## TASK OBJECTIVE
From the listing that follows, output everything exactly except the pictures.

** Begin RECORDS TO PROCESS **

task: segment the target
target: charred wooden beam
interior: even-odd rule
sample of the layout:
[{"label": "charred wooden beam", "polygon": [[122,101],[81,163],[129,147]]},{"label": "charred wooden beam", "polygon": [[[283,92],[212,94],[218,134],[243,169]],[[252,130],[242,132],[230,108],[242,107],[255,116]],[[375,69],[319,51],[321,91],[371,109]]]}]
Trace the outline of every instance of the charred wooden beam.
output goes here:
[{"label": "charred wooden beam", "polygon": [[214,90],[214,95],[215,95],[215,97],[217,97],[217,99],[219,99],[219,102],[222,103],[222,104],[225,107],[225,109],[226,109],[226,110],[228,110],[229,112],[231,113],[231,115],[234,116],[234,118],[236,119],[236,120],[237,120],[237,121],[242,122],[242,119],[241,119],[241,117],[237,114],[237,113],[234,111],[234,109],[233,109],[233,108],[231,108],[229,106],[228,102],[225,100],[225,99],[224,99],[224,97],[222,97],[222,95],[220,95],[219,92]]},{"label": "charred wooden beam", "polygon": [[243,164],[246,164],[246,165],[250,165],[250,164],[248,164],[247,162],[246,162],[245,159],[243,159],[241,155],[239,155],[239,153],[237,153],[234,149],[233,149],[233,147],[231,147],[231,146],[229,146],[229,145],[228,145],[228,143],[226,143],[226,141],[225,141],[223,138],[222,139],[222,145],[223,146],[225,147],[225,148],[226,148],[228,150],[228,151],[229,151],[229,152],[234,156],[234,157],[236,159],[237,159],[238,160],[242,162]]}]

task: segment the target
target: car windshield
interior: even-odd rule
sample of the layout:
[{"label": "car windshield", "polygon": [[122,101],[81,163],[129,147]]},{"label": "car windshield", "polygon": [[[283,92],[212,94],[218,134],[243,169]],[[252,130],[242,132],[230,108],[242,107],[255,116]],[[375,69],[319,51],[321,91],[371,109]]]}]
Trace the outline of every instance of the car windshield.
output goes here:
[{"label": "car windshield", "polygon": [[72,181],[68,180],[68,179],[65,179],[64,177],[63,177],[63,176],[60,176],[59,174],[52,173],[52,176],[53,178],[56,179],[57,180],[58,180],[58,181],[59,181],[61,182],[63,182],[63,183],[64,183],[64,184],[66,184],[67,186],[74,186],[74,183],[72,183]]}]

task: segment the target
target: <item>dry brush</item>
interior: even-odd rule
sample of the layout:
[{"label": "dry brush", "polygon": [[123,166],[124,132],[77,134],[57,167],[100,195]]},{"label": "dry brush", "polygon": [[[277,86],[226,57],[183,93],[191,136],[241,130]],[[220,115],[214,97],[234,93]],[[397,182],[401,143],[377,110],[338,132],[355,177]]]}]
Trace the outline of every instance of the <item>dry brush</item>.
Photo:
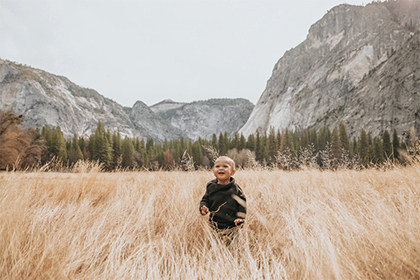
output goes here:
[{"label": "dry brush", "polygon": [[222,244],[210,172],[0,173],[3,279],[419,279],[420,166],[241,170],[248,216]]}]

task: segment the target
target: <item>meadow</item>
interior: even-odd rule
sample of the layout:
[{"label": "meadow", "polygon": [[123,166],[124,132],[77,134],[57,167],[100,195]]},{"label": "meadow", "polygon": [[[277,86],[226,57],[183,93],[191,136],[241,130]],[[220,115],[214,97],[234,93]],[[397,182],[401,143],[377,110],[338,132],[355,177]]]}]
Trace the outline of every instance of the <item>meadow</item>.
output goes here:
[{"label": "meadow", "polygon": [[208,171],[0,173],[2,279],[419,279],[420,166],[239,170],[230,246]]}]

** End RECORDS TO PROCESS **

## THE ANSWER
task: segment the target
target: charred wooden beam
interior: even-odd rule
sample of the layout:
[{"label": "charred wooden beam", "polygon": [[122,101],[81,163],[129,147]]},{"label": "charred wooden beam", "polygon": [[[283,92],[212,94],[218,134],[243,169]],[[252,130],[242,132],[230,108],[242,107],[255,116]],[[375,69],[319,51],[321,91],[371,109]]]}]
Trace the outline of every instance of the charred wooden beam.
output goes here:
[{"label": "charred wooden beam", "polygon": [[214,90],[214,95],[215,95],[215,97],[217,97],[217,99],[219,99],[219,102],[222,103],[222,104],[225,107],[225,109],[226,109],[226,110],[228,110],[229,112],[231,113],[231,115],[234,116],[234,118],[236,119],[236,120],[237,120],[237,121],[242,122],[242,119],[241,119],[241,117],[237,114],[237,113],[234,111],[234,109],[233,109],[233,108],[231,108],[229,106],[228,102],[225,100],[225,99],[224,99],[224,97],[222,97],[222,95],[220,95],[219,92]]},{"label": "charred wooden beam", "polygon": [[243,164],[246,164],[246,165],[250,165],[250,164],[248,164],[247,162],[246,162],[245,159],[243,159],[241,155],[239,155],[239,153],[237,153],[234,149],[233,149],[233,147],[231,147],[231,146],[229,146],[229,145],[228,145],[228,143],[226,143],[226,141],[225,141],[223,138],[222,139],[222,145],[223,146],[225,147],[225,148],[226,148],[228,150],[228,151],[229,151],[229,152],[234,156],[234,157],[236,159],[237,159],[238,160],[242,162]]}]

task: segment the target
target: car windshield
interior: even-odd rule
sample of the layout:
[{"label": "car windshield", "polygon": [[122,101],[81,163],[129,147]]},{"label": "car windshield", "polygon": [[[283,92],[212,94],[218,134],[243,169]],[[252,130],[242,132],[230,108],[242,107],[255,116]],[[375,69],[319,51],[321,91],[371,109]]]}]
Trace the outline of every instance of the car windshield.
output goes here:
[{"label": "car windshield", "polygon": [[72,181],[68,180],[68,179],[65,179],[64,177],[63,177],[63,176],[60,176],[59,174],[52,173],[52,176],[53,178],[56,179],[57,180],[58,180],[58,181],[59,181],[61,182],[63,182],[63,183],[64,183],[64,184],[66,184],[67,186],[74,186],[74,183],[72,183]]}]

task: segment the target
target: <item>dry brush</item>
interior: even-odd rule
sample of the layout:
[{"label": "dry brush", "polygon": [[123,166],[124,132],[77,134],[57,167],[100,195]]},{"label": "dry brush", "polygon": [[[277,86],[226,57],[183,93],[191,136],[241,130]],[[220,115],[214,97],[234,93]],[[397,182],[401,143],[377,110],[338,132],[355,177]]]}]
Trace the outline of every instance of the <item>dry brush</item>.
Photo:
output goes here:
[{"label": "dry brush", "polygon": [[222,244],[210,172],[0,173],[3,279],[419,279],[420,166],[241,170],[248,216]]}]

task: segment the target
target: <item>meadow</item>
interior: even-odd rule
sample of the layout:
[{"label": "meadow", "polygon": [[123,166],[124,132],[77,134],[57,167],[100,195]]},{"label": "meadow", "polygon": [[[277,86],[226,57],[183,93],[191,136],[241,130]],[[220,115],[214,97],[234,93]],[[397,182],[401,143],[377,110],[338,132],[355,177]]]}]
Trace the outline of every instance of the <item>meadow</item>.
output goes here:
[{"label": "meadow", "polygon": [[208,171],[0,173],[2,279],[419,279],[420,166],[239,170],[230,246]]}]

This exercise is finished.